TEXT SECTION:
Sarah Petty is our January Featured Artist for Building 8! Learn more about Petty and her solo show, “Crisis Entanglement” below.
I have heard so many stories of people’s lives being turned upside down during this time of quarantine and political and social calamity. On a personal note, in less than a year, I have changed my whole business, took a five month long break from creating, left my abuser, found an expensive apartment, started dating the love of my life, and found out, unbeknownst to me, that I have been surrounded by love my whole life.
During this pandemic, I have had an intimate view of how people have struggled to feel connected through the isolation and social distancing. I am a healer who specializes in early developmental trauma and attachment issues. I also grapple with my own challenges of early trauma that lead to insecure relationships to self and others. I had to adapt my practice from in person to Zoom, relying on a video streaming application that makes it impossible to look someone in the eyes. I once had access to my clients’ entire bodies and now my senses had only the shoulders up and their voice to observe. There were physical separations from my clients, my best friend, and my family. So, what was it to feel connected? As a Korean adoptee, I have been exploring that question my whole life. Now I find myself, as many others, in the middle of a pandemic, a crash course in being a human with a need to feel love and belonging.

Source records
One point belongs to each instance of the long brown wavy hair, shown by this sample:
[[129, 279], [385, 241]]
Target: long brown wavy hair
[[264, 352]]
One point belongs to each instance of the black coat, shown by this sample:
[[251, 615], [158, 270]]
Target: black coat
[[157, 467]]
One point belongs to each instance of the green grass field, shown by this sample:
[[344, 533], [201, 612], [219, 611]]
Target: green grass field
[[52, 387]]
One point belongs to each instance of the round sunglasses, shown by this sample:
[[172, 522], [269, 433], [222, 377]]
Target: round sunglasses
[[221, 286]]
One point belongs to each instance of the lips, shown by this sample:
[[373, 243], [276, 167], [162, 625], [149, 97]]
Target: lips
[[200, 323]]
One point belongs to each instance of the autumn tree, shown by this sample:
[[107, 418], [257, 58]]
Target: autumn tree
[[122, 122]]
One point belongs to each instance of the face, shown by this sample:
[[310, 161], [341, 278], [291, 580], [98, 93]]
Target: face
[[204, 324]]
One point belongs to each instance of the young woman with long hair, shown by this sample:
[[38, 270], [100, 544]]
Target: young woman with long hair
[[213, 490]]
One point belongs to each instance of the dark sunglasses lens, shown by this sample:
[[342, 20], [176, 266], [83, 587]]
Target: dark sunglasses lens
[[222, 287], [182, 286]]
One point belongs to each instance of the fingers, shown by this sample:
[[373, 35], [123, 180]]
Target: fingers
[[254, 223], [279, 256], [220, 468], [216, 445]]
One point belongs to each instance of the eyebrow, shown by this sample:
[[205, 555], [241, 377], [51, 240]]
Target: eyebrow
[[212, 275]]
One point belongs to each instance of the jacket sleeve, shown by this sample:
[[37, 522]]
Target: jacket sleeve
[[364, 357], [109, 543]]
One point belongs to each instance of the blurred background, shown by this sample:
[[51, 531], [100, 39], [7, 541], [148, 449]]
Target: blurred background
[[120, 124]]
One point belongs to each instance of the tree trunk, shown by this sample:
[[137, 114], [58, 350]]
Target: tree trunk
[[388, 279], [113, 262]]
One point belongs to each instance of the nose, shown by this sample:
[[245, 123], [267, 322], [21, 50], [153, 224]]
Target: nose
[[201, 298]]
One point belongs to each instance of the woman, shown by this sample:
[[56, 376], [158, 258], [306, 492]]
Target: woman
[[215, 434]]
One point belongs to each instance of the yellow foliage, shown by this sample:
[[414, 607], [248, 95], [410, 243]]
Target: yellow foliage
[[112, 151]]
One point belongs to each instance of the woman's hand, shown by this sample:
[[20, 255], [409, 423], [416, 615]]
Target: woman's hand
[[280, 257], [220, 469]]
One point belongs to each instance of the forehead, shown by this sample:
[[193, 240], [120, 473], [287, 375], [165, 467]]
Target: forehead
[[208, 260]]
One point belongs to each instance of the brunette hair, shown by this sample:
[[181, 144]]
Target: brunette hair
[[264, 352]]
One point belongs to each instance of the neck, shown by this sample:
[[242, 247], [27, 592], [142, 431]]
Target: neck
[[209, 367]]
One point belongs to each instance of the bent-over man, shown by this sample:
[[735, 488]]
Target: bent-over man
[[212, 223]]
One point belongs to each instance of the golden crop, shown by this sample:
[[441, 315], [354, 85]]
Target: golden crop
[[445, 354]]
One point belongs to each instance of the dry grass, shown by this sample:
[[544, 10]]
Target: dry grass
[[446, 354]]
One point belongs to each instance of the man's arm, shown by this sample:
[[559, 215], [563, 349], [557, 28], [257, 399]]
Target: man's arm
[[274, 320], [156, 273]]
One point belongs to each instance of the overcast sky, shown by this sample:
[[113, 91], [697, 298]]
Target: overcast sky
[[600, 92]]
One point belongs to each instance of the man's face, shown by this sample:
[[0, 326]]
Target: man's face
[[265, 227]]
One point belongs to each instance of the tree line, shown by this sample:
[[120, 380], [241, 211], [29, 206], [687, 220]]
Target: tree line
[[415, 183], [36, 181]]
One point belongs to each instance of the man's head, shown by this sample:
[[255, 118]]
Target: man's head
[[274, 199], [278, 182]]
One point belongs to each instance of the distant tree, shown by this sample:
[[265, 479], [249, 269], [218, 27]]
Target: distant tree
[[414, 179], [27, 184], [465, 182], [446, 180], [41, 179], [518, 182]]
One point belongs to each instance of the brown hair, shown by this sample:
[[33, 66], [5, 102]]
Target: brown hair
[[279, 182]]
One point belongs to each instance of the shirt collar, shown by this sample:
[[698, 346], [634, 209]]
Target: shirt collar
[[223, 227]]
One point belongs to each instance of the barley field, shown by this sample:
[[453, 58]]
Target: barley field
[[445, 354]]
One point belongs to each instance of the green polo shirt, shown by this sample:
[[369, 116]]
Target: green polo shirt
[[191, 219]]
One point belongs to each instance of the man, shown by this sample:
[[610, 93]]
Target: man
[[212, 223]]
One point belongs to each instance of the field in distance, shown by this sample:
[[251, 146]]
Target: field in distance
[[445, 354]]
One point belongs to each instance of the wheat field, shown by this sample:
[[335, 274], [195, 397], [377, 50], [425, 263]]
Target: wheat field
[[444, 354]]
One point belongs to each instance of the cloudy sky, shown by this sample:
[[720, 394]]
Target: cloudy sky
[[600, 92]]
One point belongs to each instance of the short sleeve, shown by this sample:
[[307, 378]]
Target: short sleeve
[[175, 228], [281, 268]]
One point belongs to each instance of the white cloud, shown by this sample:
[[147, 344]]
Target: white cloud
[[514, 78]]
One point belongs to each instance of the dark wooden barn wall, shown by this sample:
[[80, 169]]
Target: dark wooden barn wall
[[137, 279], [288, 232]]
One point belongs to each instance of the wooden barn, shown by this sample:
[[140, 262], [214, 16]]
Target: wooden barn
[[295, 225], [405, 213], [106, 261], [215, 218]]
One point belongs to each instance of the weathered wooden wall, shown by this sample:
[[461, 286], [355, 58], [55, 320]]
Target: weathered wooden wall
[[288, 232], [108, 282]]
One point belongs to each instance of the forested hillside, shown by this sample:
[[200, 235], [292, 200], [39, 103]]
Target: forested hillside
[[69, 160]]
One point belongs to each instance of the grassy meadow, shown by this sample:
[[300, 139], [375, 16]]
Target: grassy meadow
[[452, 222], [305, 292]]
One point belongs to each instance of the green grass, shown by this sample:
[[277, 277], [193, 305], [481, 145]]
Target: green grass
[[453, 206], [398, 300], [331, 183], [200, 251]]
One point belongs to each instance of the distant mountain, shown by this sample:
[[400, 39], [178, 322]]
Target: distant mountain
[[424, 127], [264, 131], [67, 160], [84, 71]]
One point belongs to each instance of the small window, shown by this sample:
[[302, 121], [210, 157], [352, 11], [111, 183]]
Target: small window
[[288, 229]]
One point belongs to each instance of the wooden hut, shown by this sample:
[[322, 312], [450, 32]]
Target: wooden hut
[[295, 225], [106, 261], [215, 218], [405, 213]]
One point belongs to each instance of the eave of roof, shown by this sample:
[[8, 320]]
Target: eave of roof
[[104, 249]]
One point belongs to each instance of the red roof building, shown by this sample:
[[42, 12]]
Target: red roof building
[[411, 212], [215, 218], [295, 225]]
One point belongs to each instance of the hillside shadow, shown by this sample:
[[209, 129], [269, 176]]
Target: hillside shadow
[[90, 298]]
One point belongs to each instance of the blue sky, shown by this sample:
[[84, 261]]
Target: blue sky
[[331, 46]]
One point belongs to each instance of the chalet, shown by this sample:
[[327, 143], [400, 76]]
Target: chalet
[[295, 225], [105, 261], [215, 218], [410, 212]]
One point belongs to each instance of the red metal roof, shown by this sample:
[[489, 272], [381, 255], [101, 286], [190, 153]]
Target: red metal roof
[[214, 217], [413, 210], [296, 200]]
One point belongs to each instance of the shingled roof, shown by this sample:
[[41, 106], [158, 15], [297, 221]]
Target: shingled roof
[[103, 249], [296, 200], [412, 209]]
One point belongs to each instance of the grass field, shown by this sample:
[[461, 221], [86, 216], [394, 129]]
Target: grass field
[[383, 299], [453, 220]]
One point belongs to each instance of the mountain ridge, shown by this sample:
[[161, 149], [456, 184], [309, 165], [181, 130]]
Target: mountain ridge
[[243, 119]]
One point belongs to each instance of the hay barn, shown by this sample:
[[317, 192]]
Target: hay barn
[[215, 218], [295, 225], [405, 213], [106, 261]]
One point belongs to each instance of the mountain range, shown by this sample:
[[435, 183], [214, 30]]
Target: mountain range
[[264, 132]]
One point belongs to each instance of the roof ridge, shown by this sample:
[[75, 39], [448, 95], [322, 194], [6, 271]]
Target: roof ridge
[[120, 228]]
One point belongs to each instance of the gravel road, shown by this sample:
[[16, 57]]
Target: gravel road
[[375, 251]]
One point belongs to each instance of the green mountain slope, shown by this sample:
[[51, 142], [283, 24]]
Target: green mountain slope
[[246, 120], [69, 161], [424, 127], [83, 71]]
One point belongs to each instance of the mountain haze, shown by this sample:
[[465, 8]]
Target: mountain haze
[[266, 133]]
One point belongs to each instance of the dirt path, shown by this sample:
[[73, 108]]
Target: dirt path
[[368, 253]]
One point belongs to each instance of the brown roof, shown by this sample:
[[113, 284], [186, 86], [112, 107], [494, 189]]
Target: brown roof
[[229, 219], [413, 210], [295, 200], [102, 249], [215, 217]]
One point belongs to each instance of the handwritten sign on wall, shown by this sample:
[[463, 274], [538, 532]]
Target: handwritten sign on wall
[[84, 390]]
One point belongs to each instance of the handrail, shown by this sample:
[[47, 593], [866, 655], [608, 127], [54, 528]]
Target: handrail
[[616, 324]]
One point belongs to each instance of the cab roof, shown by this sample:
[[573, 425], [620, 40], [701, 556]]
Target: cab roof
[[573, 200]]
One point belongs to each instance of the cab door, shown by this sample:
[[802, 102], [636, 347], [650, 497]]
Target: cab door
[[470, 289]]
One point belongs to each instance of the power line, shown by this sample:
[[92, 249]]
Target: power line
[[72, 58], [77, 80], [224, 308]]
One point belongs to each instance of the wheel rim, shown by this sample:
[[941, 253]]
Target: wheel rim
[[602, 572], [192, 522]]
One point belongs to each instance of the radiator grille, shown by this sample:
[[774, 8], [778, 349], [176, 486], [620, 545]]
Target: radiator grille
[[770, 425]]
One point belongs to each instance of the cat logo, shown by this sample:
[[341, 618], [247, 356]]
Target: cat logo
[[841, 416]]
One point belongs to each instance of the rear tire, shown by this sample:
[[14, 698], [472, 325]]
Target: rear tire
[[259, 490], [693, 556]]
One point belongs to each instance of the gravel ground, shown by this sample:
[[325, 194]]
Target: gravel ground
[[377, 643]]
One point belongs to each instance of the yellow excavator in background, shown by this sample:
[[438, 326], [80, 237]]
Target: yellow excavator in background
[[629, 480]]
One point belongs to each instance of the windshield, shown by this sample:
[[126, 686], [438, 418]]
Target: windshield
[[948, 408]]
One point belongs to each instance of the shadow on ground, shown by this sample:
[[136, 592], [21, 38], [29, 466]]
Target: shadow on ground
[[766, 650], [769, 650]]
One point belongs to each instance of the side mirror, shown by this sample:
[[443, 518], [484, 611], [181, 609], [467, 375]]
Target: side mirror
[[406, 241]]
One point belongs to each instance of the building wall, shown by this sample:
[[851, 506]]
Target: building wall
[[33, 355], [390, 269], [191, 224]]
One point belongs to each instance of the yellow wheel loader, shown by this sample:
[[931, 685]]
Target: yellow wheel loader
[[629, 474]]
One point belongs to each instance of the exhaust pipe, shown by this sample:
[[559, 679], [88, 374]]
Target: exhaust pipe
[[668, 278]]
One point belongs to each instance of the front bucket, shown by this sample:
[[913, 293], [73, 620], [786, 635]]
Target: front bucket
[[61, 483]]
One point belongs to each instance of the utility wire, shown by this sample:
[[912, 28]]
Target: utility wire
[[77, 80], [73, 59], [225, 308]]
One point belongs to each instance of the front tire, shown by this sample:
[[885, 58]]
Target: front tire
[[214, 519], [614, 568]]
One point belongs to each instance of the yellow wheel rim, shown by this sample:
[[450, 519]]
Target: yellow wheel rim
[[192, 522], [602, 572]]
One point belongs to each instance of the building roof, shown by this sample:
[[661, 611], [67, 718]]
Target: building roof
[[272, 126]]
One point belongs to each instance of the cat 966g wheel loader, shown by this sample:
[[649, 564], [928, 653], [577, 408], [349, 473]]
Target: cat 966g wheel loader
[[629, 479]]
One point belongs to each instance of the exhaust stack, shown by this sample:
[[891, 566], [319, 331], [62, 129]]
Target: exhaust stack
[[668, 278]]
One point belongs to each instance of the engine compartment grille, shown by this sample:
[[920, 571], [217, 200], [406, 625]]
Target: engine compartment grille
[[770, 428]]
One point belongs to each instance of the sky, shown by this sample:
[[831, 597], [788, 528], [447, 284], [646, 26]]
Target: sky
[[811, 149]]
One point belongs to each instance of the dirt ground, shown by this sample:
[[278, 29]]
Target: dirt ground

THINGS TO DO:
A) Could you reproduce everything in the text on Sarah Petty from "Sarah Petty is" down to "love my whole life."?
B) Can you turn the paragraph of the text on Sarah Petty that begins "During this pandemic" into a short bulleted list that keeps its main facts?
C) Using the text on Sarah Petty, answer these questions:
(i) What is the title of the solo show?
(ii) How long was the writer's break from creating?
(iii) Which application did the writer's practice switch to?

TASK-BY-TASK OUTPUTS:
A)
Sarah Petty is our January Featured Artist for Building 8! Learn more about Petty and her solo show, “Crisis Entanglement” below.
I have heard so many stories of people’s lives being turned upside down during this time of quarantine and political and social calamity. On a personal note, in less than a year, I have changed my whole business, took a five month long break from creating, left my abuser, found an expensive apartment, started dating the love of my life, and found out, unbeknownst to me, that I have been surrounded by love my whole life.

B)
- During the pandemic, the writer has closely watched people struggle to feel connected through isolation and social distancing.
- The writer is a healer specializing in early developmental trauma and attachment issues, and also deals with personal early trauma that led to insecure relationships to self and others.
- The practice moved from in person to Zoom, where eye contact is impossible and only clients' shoulders up and their voices can be observed, instead of their entire bodies.
- The writer was physically separated from clients, a best friend, and family.
- As a Korean adoptee, the writer has explored what it means to feel connected for a lifetime, and now sees the pandemic as a crash course in the human need for love and belonging.

C)
(i) "Crisis Entanglement"
(ii) Five months
(iii) Zoom